(Document extract)
---

Steadily, the line between diseases of the rich and those of the poor has blurred. As citizens of developing nations get fatter and take up tobacco-smoking habits of the developed world they are also under increasing threat from the same chronic noncommunicable diseases that ail the wealthy.
Today, CNCDs such as cardiovascular disease, stroke and cancer are responsible for about 44% of all premature deaths. Globally twice as many people die from CNCDs as from infectious diseases, maternal and infant problems and malnutrition combined. “These disorders are becoming more and more important as we see better longevity and economic improvement around the world,” says Abdallah Daar, a professor of public health sciences at the University of Toronto.
If the spread of disease goes unchecked, researchers estimate that some 388 million people worldwide will die of one or more CNCDs over the next 10 years. The economic cost will be immense. There may be weeks or months of lost work per patient, along with expensive health care, before cardiovascular disease or cancer results in death. CNCDs are projected to cost China, India and Britain $558 billion, $237 billion and $33 billion, respectively, over the next decade.
To change the course of that fate, a coalition of major health agencies from Australia, Canada, China, Britain and the U.S., which together control 80% of the world’s public health-research funding, announced today the formation of the Global Alliance for Chronic Diseases . “Our focus is on reducing the burden of chronic diseases in developing countries,” says Leszek Borysiewicz, the chief executive of the U.K. Medical Research Council. “It’s critically important to make these interventions now.”
If one lesson can be learned from health care in the developed world, it’s that chronic diseases are a lot less costly when they’re prevented from the start: up to 80% of premature death from heart disease, stroke and diabetes can be avoided with basic behavioral changes and inexpensive drug treatments. But, so far, there has been little effort to tailor those interventions to low and middle-income nations, such as China and Brazil, where chronic diseases are expected to take a serious toll in the coming decades. “Avoiding tobacco, improving nutrition and getting more exercise we know this works,” says Daar. “But the trick is how you get the public to change their behavior.”
The GACD hopes to pool its members’ experience and resources to identify, test and implement the best ways to slow the progress of chronic diseases both in developed and developing nations. That will be a tall order, particularly since no specific funding has been allocated for the GACD, and because chronic diseases work slowly, frequently falling to the bottom of global health priorities. It’s important to remember also that the rising rate of chronic diseases in developing nations does nothing to relieve the co-existing burden of infectious diseases, like tuberculosis many such countries now face a “double burden” that can worsen the impact of each.
Ideally public-health funding from governments will follow a more focused research agenda, which would help the GACD’s case and that work could eventually be augmented by funding from private groups like the Gates Foundation. “This won’t just be research for a publication at the end of the day,” says Borysiewicz. “This is about producing better outcomes for real people.”

---

(Information given)
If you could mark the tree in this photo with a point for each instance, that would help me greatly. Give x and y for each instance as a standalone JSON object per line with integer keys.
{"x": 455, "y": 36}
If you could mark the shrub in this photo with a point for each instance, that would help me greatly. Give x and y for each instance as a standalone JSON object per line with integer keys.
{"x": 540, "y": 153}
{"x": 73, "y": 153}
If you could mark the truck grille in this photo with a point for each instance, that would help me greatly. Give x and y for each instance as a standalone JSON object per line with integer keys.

---

(Task to complete) List every country whose major health agencies formed the coalition that announced the Global Alliance for Chronic Diseases, according to the article on chronic diseases above.

(Result for this exercise) Australia, Canada, China, Britain, and the U.S.